#### [Task 1]
Using the opinion in Cook v. Hobbs, explain why the court says the refusal to nonsuit was proper.
#### [Task 2]
In the Cook v. Hobbs opinion, rewrite more briefly the paragraph that begins "The evidence warranted the submission", keeping its main facts.

═════ Extracted text

Cook v. Hobbs

75 S.E.2d 322 | N.C. | 1953

75 S.E.2d 322 (1953)
237 N.C. 490

COOK
v.
HOBBS et al.

No. 380.

Supreme Court of North Carolina.

April 8, 1953.

*323 John Hugh Williams, Concord, for plaintiff, appellee.

Hartsell & Hartsell, William L. Mills, Jr., Concord, and Jones & Small, Charlotte, for defendants, appellants.

ERVIN, Justice.

The defendants make these assertions by their assignments of error:

1. That the court erred in refusing to dismiss the action upon a compulsory nonsuit at the close of all the evidence.

2. That the court erred in its instructions to the jury.

The evidence warranted the submission of the issues of actionable negligence and contributory negligence to the jury. In consequence, the refusal to nonsuit was proper.

══════════
═════ Raw records

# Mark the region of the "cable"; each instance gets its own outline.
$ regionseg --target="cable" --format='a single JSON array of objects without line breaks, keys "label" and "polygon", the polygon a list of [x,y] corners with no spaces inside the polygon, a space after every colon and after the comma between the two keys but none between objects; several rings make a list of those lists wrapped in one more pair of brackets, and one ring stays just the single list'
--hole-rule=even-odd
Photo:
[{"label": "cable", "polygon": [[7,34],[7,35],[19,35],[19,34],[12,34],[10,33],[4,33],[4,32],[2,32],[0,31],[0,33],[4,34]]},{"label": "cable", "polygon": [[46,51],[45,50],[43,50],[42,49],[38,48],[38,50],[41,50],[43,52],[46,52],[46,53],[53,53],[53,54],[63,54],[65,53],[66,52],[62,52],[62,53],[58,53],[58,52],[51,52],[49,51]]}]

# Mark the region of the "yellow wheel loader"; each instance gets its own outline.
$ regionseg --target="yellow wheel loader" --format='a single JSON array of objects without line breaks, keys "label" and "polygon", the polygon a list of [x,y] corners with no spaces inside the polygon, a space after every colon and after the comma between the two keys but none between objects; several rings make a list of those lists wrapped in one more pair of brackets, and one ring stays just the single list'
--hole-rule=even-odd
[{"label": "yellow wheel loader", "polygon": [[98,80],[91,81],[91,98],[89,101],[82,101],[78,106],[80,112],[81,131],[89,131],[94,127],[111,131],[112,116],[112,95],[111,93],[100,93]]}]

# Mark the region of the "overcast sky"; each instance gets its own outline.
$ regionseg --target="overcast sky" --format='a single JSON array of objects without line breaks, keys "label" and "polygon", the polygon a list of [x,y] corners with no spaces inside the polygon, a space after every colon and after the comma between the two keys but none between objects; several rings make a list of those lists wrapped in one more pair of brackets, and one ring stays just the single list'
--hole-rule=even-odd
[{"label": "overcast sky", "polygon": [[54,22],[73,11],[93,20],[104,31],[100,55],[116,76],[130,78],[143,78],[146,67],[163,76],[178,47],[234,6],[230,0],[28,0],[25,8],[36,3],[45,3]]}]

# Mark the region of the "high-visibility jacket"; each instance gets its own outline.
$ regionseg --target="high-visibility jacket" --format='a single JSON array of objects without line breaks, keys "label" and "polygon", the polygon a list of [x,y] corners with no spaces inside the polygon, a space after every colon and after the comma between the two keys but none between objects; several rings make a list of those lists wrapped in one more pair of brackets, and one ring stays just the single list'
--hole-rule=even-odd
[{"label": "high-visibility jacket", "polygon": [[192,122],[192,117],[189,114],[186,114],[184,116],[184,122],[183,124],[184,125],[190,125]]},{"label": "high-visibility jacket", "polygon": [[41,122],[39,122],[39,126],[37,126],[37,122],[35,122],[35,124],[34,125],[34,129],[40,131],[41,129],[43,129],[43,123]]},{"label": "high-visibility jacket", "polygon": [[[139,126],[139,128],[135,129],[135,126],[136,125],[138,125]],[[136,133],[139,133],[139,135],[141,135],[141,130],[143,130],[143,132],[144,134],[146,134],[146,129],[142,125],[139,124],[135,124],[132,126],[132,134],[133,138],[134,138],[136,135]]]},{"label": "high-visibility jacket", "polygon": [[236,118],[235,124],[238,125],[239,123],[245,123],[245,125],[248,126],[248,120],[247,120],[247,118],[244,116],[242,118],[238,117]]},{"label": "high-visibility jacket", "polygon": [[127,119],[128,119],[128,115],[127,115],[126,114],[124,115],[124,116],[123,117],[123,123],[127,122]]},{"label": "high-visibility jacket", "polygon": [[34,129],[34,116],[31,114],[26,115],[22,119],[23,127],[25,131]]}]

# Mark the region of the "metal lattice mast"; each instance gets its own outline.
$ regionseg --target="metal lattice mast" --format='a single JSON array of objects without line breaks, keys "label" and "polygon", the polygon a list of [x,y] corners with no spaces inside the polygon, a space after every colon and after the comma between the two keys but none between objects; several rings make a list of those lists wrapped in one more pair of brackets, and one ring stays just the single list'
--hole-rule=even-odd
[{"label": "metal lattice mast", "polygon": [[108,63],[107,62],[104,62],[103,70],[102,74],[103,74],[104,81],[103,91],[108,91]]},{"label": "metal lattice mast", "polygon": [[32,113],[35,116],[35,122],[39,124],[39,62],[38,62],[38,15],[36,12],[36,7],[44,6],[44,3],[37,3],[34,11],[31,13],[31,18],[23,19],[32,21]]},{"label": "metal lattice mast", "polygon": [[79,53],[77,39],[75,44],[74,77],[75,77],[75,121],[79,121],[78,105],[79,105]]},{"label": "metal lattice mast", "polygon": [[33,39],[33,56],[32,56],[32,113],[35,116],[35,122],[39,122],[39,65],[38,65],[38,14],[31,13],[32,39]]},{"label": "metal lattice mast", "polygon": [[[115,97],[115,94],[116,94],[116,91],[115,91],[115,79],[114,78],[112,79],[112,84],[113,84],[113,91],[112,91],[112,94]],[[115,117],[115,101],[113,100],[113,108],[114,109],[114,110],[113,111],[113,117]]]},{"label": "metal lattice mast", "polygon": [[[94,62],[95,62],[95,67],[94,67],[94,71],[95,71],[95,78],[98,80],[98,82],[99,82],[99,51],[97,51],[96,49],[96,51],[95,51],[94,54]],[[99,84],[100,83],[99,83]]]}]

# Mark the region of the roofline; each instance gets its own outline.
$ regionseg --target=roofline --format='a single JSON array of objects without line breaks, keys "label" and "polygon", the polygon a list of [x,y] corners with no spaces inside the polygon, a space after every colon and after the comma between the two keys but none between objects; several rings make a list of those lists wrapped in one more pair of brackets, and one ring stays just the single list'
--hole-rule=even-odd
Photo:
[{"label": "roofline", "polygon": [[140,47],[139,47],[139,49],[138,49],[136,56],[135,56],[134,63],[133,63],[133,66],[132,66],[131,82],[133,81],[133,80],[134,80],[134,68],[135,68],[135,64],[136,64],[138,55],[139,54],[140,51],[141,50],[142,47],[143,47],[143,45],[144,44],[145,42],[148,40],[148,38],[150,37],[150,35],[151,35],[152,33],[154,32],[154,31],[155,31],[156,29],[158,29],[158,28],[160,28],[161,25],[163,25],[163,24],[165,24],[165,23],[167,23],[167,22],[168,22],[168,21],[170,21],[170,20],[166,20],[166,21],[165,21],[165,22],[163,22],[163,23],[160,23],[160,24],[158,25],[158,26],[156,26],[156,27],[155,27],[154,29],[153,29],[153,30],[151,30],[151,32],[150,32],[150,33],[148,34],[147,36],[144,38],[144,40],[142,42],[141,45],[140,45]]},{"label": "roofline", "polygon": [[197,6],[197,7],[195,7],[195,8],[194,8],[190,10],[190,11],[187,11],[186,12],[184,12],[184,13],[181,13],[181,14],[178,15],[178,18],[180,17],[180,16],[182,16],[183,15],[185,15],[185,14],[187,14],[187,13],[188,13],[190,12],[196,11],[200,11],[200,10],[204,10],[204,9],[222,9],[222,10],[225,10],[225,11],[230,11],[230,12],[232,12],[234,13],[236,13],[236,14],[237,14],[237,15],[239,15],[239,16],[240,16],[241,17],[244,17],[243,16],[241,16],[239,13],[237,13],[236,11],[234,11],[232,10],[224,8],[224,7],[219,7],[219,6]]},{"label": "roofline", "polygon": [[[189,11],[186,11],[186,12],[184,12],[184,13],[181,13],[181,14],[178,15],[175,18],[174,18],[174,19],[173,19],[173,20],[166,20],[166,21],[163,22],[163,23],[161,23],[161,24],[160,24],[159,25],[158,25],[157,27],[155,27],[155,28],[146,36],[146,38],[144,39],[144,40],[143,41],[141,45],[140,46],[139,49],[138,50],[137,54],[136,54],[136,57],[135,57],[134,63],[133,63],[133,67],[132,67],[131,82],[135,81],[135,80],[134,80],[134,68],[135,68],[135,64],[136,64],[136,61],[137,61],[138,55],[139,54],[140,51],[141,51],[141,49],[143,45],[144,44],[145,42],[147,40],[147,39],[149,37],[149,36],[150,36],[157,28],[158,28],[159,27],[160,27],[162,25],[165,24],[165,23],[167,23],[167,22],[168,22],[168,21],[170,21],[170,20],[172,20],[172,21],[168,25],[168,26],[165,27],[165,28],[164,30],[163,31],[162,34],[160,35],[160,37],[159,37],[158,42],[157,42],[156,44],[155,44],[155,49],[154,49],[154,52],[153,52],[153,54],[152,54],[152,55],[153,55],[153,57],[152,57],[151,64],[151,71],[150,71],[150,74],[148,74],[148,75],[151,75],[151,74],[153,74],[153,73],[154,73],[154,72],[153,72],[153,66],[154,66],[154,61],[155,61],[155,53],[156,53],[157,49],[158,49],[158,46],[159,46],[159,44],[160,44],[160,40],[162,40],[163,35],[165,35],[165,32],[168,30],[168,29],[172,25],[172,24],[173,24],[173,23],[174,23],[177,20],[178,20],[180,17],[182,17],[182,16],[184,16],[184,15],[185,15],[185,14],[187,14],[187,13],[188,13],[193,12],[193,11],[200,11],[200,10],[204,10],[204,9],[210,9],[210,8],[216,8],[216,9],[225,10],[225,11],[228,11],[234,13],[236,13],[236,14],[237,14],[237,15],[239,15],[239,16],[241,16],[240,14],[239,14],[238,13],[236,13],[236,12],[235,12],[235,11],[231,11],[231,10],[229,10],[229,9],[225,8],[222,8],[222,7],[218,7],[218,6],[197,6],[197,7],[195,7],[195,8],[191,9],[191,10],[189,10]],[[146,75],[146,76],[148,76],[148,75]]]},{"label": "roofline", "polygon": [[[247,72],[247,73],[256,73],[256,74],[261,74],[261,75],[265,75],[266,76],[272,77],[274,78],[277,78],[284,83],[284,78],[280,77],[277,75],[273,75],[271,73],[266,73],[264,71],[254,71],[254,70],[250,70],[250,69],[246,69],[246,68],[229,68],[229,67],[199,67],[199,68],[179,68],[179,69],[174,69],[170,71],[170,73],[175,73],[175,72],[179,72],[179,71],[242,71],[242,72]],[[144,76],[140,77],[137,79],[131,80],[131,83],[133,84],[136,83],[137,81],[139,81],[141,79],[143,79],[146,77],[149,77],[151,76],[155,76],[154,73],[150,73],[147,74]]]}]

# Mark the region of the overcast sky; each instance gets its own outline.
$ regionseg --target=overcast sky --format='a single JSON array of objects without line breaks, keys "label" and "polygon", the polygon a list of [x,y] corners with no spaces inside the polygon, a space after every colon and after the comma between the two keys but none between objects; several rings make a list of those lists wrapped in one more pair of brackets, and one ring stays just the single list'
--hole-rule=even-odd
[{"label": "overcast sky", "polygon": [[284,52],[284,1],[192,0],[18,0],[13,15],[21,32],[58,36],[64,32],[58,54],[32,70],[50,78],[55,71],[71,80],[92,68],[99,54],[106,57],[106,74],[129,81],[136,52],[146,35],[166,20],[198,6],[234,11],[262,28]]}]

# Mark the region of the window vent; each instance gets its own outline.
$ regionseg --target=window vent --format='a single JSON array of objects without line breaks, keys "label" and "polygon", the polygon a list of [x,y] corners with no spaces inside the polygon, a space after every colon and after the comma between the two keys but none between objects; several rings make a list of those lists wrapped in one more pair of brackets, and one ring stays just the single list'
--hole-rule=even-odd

══════════

#### [Exercise response 1]
The court says the refusal to nonsuit was proper because the evidence justified sending the issues of actionable negligence and contributory negligence to the jury.

#### [Exercise response 2]
Because the evidence justified letting the jury decide actionable negligence and contributory negligence, refusing the nonsuit was correct.